N.R.: "APLV é a sigla para Alergia à Proteína do Leite de Vaca. É uma reação do sistema imunológico às proteínas do leite da vaca, como a caseína, a alfa-lactoalbumina e a beta-lactoglobulina. Pode acontecer em bebês alimentados com fórmula, mas também em bebês que recebem leite materno, quando a mãe consome derivados do leite."

qual a diferença entre a alergia da proteína do leite e a intolerância?

N.R.: "Diferente da intolerância à lactose, que é a dificuldade de digerir o açúcar do leite (lactose) por falta da enzima lactase, a APLV é uma condição alérgica. Ou seja, o corpo reage como se essas proteínas fossem ameaças.

Vale destacar que a intolerância à lactose é bem menos comum em crianças pequenas, sendo mais frequente em adultos. Em crianças, ela costuma surgir de forma temporária, após infecções gastrointestinais (ex. uma virose que cursa com diarreia).

Nos últimos anos, a APLV tem apresentado uma prevalência crescente, tanto no Brasil quanto em outros países. Ainda não há uma causa única definida, mas acredita-se que esse aumento dos casos esteja relacionado a uma combinação de fatores, como a exposição precoce à fórmula nas primeiras horas de vida, a alteração da microbiota intestinal, o aumento das cesáreas, o uso precoce de antibióticos e o consumo predominante de leite UHT pela sociedade, que é um leite que passa por um processamento térmico intenso. Esses fatores podem interferir na maturação do sistema imunológico do bebê e na sua capacidade de desenvolver tolerância a certos alimentos — como as proteínas do leite."

quais os sintomas?

N.R.: "Os sintomas mais comuns incluem cólicas intensas, diarreia com sangue ou muco, também é possível constipação intestinal, vômitos, refluxo com esofagite, dermatites, assaduras resistentes, recusa alimentar, dificuldade de ganho de peso e, em alguns casos, sintomas respiratórios ou até reação anafilática."

como funciona o diagnóstico?

- Material coletado -
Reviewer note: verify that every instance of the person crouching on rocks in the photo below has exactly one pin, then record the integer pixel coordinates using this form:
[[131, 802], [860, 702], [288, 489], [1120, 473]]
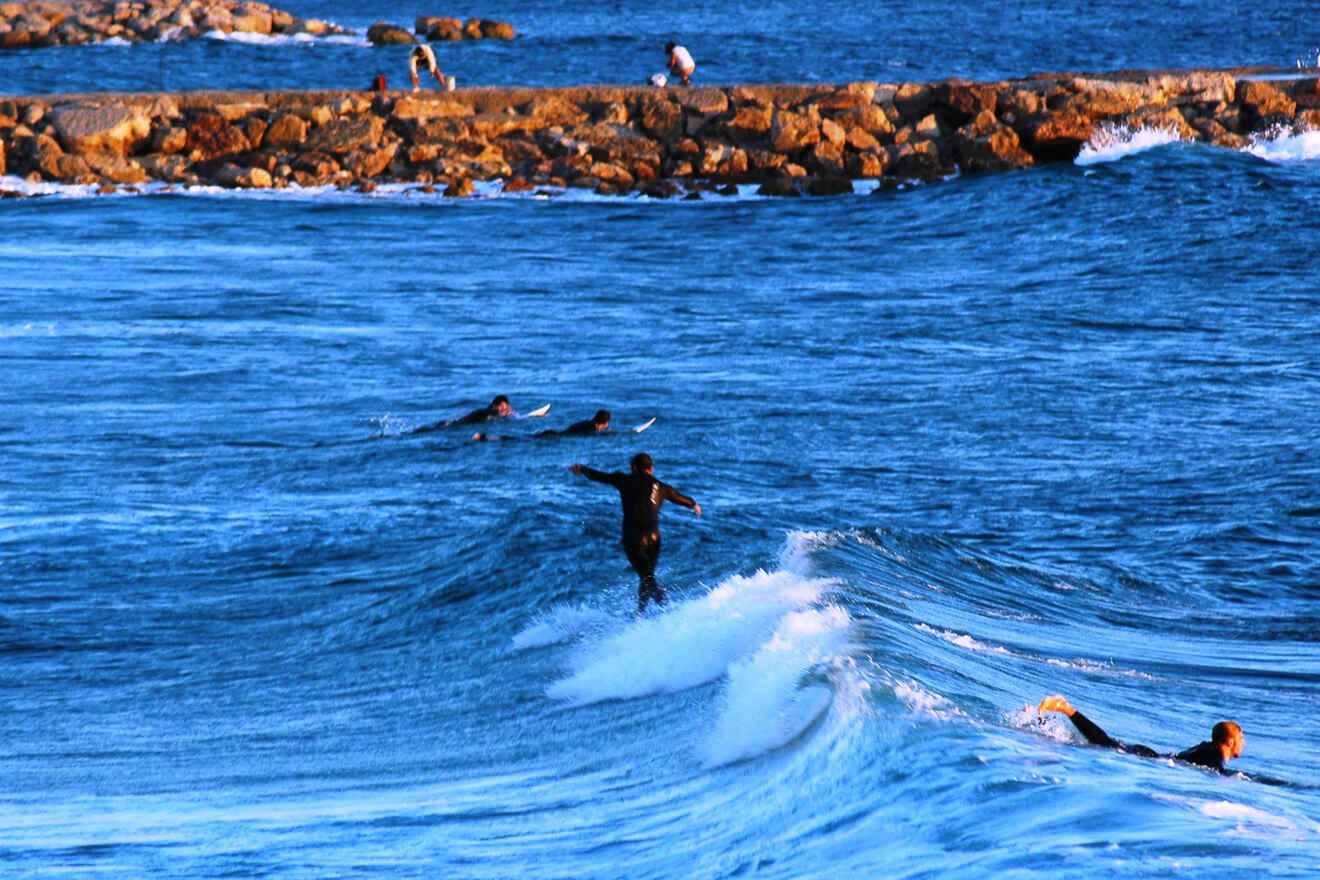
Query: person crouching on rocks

- Tarefa solicitada 1 -
Transcreva do texto sobre alergia à proteína do leite de vaca o trecho que começa em "quais os sintomas?" e segue até "funciona o diagnóstico?".
- Tarefa solicitada 2 -
Dê sequência ao texto sobre alergia à proteína do leite de vaca, começando logo após a última frase mostrada.

- Resposta redigida 1 -
quais os sintomas?

N.R.: "Os sintomas mais comuns incluem cólicas intensas, diarreia com sangue ou muco, também é possível constipação intestinal, vômitos, refluxo com esofagite, dermatites, assaduras resistentes, recusa alimentar, dificuldade de ganho de peso e, em alguns casos, sintomas respiratórios ou até reação anafilática."

como funciona o diagnóstico?

- Resposta redigida 2 -
N.R.: "O diagnóstico é clínico, feito com base na história do bebê e nos sintomas apresentados. Geralmente é necessário realizar um teste de exclusão — retira-se o leite e seus derivados da alimentação da criança (ou da mãe, se estiver amamentando) e observa-se a melhora. 

Exames laboratoriais, como dosagens de IgE ou testes cutâneos, podem ser utilizados como apoio, mas têm baixa sensibilidade nos primeiros meses de vida e frequentemente só se tornam positivos após 1 ano de idade. Por isso, um resultado negativo não descarta a APLV.

O Teste de Provocação Oral (TPO) é o método mais confiável para confirmar o diagnóstico, especialmente em casos duvidosos, e deve sempre ser feito sob supervisão médica, em ambiente seguro. Ele também é fundamental para verificar se a criança já desenvolveu tolerância, antes de reintroduzir o leite à dieta."

tem cura?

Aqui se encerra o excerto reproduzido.